[Action item]
Substitute "points" for every "clicks" in the listing and leave everything else unchanged. Begin at the line that has "Blocks tagged <instance>" and stop after the line that has "box: [470, 107, 503, 125]".

Items from a dataset:

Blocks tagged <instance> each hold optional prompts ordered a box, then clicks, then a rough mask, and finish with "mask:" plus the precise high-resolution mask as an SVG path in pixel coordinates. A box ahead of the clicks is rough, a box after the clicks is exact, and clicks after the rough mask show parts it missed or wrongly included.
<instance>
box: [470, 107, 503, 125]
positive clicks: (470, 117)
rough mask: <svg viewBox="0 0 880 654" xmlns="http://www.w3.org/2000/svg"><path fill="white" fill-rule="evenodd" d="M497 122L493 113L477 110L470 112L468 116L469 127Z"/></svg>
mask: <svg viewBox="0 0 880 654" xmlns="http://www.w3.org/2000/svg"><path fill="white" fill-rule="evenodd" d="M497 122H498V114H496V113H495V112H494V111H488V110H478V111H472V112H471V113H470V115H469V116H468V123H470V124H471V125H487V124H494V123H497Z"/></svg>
---
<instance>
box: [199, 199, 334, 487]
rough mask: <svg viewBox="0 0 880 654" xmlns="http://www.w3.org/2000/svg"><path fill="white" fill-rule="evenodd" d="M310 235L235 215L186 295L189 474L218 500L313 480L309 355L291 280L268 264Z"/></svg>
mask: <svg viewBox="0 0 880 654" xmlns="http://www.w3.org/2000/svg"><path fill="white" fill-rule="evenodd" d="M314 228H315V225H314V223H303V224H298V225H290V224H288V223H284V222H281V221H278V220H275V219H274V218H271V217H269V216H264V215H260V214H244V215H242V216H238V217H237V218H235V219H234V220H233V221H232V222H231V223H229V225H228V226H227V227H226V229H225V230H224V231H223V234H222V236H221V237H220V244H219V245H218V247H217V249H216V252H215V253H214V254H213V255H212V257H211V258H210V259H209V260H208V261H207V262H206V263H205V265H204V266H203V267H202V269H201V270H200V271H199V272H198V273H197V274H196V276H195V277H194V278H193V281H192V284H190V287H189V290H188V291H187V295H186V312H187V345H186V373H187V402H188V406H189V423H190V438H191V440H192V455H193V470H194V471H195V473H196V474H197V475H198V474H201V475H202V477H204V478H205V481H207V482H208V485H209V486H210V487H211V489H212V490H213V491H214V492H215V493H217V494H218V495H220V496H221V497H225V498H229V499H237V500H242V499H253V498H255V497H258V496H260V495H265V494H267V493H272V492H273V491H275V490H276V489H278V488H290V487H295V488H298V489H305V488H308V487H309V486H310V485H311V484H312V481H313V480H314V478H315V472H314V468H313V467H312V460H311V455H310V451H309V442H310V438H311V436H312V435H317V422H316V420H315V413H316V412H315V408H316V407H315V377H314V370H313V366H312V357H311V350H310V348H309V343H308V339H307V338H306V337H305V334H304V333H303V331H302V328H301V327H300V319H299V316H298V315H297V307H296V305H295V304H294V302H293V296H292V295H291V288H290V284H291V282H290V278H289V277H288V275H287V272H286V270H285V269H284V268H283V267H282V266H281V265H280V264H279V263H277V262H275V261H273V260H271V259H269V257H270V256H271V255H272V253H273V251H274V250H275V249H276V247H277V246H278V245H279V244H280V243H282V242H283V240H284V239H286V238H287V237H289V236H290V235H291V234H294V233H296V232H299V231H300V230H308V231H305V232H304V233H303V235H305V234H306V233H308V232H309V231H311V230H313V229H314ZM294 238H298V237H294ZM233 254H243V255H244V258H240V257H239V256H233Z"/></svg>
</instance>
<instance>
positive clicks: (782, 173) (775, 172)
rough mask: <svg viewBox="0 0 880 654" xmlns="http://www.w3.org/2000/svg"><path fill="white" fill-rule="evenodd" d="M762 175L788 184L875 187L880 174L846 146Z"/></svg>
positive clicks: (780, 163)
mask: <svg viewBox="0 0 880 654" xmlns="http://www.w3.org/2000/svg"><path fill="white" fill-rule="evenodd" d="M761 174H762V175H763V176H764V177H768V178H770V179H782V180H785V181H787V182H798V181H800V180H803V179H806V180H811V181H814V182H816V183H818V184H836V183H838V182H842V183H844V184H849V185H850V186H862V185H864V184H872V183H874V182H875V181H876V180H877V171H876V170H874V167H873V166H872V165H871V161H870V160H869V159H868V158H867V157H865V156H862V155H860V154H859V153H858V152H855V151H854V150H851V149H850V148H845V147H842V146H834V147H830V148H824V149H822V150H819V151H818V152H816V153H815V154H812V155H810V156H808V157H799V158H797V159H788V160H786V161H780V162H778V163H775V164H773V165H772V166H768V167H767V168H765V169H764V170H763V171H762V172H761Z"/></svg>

[Solved exercise]
Blocks tagged <instance> each hold optional prompts ordered a box, then points, then a rough mask, and finish with "mask:" plus the precise high-resolution mask as an SVG path in pixel coordinates. A box ahead of the points is rough, a box after the points is exact, and points after the rough mask show parts it missed or wrongly included.
<instance>
box: [470, 107, 503, 125]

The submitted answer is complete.